> THE REQUEST
List each line in the entries below that contains the word "following".

> SOURCE DATA
_ _ _ _ _ _ _

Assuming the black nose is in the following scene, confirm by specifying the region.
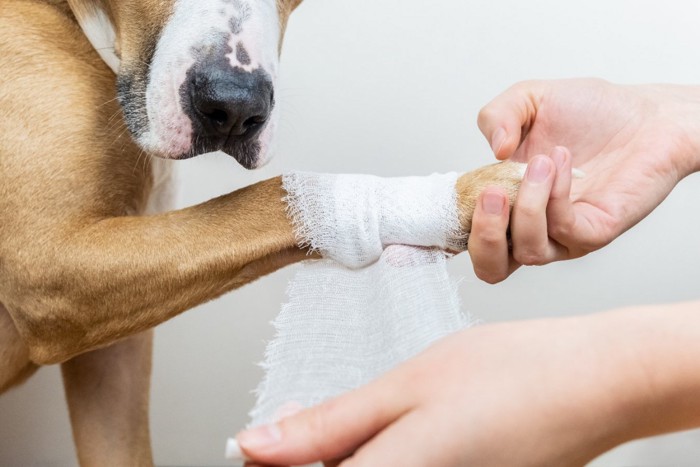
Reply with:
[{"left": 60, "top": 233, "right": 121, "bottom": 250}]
[{"left": 189, "top": 63, "right": 274, "bottom": 146}]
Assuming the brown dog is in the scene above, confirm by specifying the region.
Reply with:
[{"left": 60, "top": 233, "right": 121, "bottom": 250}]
[{"left": 0, "top": 0, "right": 520, "bottom": 466}]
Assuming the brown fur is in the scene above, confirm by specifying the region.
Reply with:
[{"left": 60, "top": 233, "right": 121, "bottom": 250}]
[{"left": 0, "top": 0, "right": 516, "bottom": 466}]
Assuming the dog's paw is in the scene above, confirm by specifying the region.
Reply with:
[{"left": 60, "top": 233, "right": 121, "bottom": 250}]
[{"left": 452, "top": 161, "right": 527, "bottom": 251}]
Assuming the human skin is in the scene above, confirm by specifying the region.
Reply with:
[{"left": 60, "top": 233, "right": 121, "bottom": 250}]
[
  {"left": 469, "top": 79, "right": 700, "bottom": 283},
  {"left": 238, "top": 80, "right": 700, "bottom": 467},
  {"left": 238, "top": 302, "right": 700, "bottom": 467}
]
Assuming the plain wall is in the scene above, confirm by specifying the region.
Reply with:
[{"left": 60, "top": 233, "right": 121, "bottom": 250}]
[{"left": 0, "top": 0, "right": 700, "bottom": 467}]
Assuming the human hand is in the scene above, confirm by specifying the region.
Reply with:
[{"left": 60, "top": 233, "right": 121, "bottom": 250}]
[
  {"left": 238, "top": 318, "right": 646, "bottom": 467},
  {"left": 469, "top": 79, "right": 700, "bottom": 283}
]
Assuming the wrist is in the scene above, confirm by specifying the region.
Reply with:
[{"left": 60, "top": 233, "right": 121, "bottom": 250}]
[{"left": 650, "top": 84, "right": 700, "bottom": 177}]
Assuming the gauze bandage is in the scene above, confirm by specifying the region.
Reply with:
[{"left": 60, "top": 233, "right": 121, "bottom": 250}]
[{"left": 245, "top": 173, "right": 469, "bottom": 432}]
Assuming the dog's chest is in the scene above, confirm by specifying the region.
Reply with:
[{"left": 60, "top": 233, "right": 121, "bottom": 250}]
[{"left": 144, "top": 157, "right": 177, "bottom": 215}]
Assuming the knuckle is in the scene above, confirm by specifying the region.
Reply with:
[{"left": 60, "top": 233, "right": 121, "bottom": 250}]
[
  {"left": 513, "top": 249, "right": 547, "bottom": 266},
  {"left": 474, "top": 267, "right": 508, "bottom": 285},
  {"left": 476, "top": 104, "right": 494, "bottom": 130},
  {"left": 517, "top": 203, "right": 543, "bottom": 219}
]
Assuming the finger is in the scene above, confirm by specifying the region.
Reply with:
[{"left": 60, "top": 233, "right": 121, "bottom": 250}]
[
  {"left": 547, "top": 146, "right": 576, "bottom": 246},
  {"left": 340, "top": 411, "right": 456, "bottom": 467},
  {"left": 468, "top": 187, "right": 518, "bottom": 284},
  {"left": 237, "top": 372, "right": 408, "bottom": 465},
  {"left": 478, "top": 81, "right": 543, "bottom": 160},
  {"left": 511, "top": 155, "right": 565, "bottom": 265}
]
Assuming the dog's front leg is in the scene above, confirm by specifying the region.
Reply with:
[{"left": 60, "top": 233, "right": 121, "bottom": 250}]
[
  {"left": 0, "top": 178, "right": 306, "bottom": 364},
  {"left": 61, "top": 331, "right": 153, "bottom": 467}
]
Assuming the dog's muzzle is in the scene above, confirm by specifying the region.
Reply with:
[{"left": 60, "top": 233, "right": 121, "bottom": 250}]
[{"left": 180, "top": 58, "right": 275, "bottom": 169}]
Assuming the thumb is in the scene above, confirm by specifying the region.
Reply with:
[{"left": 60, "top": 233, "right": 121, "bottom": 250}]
[
  {"left": 478, "top": 81, "right": 544, "bottom": 160},
  {"left": 237, "top": 374, "right": 408, "bottom": 465}
]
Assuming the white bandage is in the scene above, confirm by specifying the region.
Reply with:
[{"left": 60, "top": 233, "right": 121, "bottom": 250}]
[
  {"left": 283, "top": 172, "right": 463, "bottom": 268},
  {"left": 243, "top": 173, "right": 469, "bottom": 432}
]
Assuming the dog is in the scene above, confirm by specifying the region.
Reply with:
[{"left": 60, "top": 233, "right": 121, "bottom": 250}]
[{"left": 0, "top": 0, "right": 518, "bottom": 467}]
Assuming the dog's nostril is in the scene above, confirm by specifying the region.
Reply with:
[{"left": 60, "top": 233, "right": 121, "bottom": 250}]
[
  {"left": 243, "top": 115, "right": 267, "bottom": 129},
  {"left": 203, "top": 109, "right": 228, "bottom": 125},
  {"left": 190, "top": 66, "right": 274, "bottom": 143}
]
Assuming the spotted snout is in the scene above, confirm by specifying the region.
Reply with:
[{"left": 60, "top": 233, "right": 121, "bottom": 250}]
[{"left": 180, "top": 56, "right": 275, "bottom": 168}]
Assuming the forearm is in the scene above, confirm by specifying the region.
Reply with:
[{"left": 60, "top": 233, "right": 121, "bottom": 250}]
[
  {"left": 587, "top": 302, "right": 700, "bottom": 447},
  {"left": 635, "top": 84, "right": 700, "bottom": 180}
]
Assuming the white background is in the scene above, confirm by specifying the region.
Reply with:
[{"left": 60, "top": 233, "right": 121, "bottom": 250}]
[{"left": 0, "top": 0, "right": 700, "bottom": 467}]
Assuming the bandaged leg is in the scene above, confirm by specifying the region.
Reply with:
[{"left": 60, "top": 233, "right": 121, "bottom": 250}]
[
  {"left": 251, "top": 173, "right": 468, "bottom": 425},
  {"left": 228, "top": 165, "right": 522, "bottom": 462}
]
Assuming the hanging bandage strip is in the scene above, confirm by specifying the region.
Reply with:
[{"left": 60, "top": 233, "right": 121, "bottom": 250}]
[{"left": 251, "top": 173, "right": 469, "bottom": 426}]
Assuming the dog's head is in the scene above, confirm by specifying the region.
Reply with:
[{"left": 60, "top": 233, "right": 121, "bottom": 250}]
[{"left": 69, "top": 0, "right": 302, "bottom": 169}]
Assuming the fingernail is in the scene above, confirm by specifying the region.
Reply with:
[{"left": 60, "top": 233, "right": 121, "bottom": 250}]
[
  {"left": 552, "top": 146, "right": 566, "bottom": 169},
  {"left": 225, "top": 438, "right": 248, "bottom": 461},
  {"left": 491, "top": 128, "right": 508, "bottom": 155},
  {"left": 236, "top": 424, "right": 282, "bottom": 450},
  {"left": 481, "top": 191, "right": 506, "bottom": 216},
  {"left": 527, "top": 157, "right": 551, "bottom": 183}
]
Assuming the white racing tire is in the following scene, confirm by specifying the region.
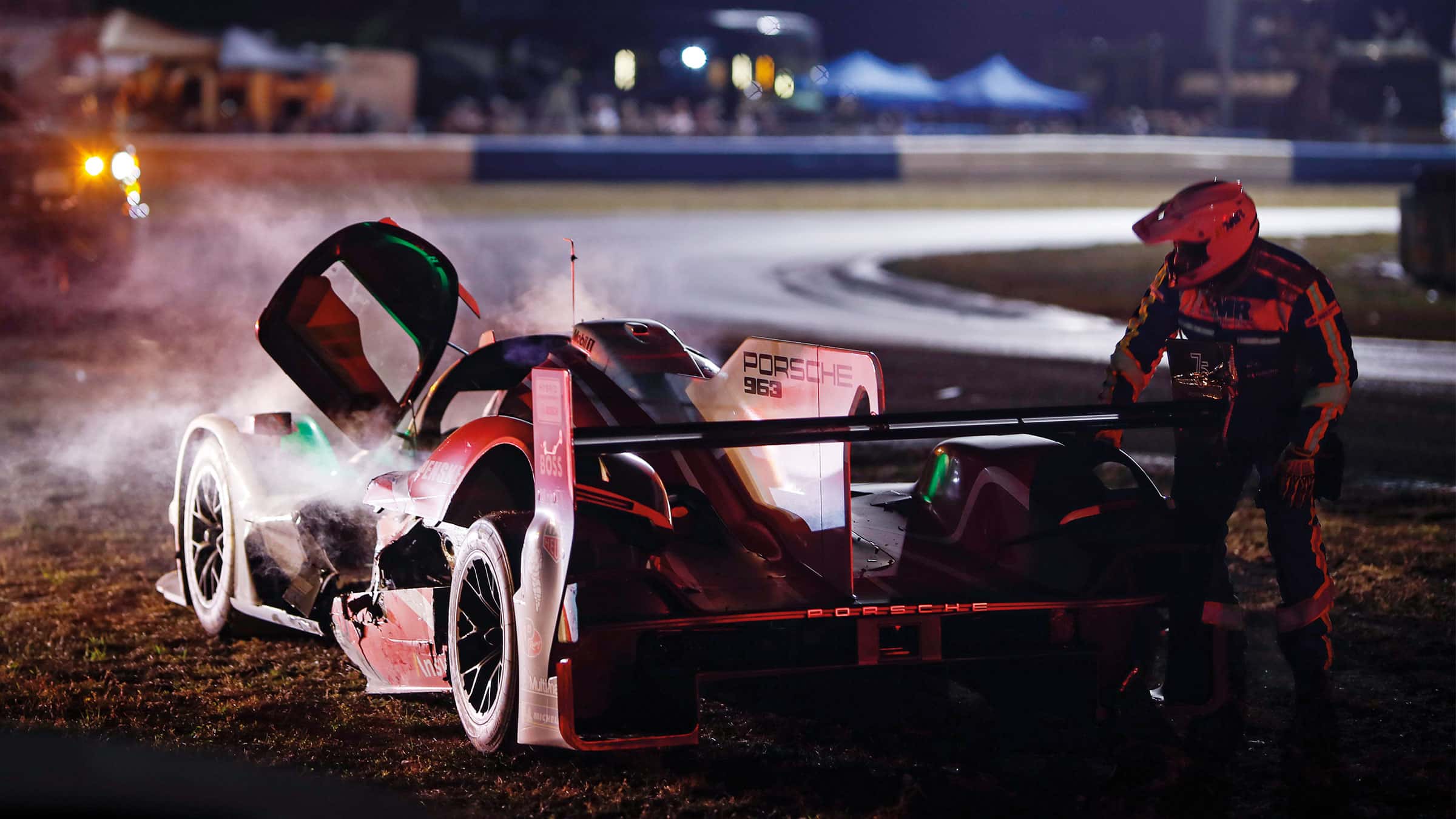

_ _ _ _ _ _ _

> RESPONSE TO THIS EXERCISE
Assuming the black nose is in the following scene, confirm by specifying the region.
Assuming the white racing tire is in the following scene, confirm by specifying the region.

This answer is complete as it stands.